Given data:
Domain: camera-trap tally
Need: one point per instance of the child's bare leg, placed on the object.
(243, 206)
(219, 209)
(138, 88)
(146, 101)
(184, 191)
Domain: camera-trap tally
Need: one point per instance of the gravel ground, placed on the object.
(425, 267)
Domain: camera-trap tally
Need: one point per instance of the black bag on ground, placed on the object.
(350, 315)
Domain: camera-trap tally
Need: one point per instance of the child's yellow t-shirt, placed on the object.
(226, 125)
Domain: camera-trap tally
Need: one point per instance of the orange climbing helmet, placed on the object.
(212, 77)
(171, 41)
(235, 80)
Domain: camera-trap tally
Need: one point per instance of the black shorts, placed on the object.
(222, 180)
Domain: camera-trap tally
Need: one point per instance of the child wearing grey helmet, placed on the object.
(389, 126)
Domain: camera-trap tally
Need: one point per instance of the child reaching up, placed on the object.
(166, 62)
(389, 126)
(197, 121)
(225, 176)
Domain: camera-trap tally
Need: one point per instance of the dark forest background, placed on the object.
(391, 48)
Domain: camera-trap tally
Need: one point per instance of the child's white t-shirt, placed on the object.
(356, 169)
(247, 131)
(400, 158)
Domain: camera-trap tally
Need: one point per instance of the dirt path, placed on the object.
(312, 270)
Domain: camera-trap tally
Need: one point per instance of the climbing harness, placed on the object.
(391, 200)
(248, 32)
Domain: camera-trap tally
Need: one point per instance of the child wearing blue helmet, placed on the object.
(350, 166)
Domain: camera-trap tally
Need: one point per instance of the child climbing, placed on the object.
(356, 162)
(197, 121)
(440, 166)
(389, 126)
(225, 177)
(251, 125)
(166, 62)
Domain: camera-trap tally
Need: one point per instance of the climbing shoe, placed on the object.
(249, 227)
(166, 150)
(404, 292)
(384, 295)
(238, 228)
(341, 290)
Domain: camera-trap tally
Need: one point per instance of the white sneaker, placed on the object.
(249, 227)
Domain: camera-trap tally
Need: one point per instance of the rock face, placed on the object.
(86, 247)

Job: Gather every line from the items above that contains the string "shirt". Case counts.

The output:
Need: one point per instance of the child's yellow t-shirt, placed on the object.
Need: one point per instance of the child's white t-shirt, placed on the object.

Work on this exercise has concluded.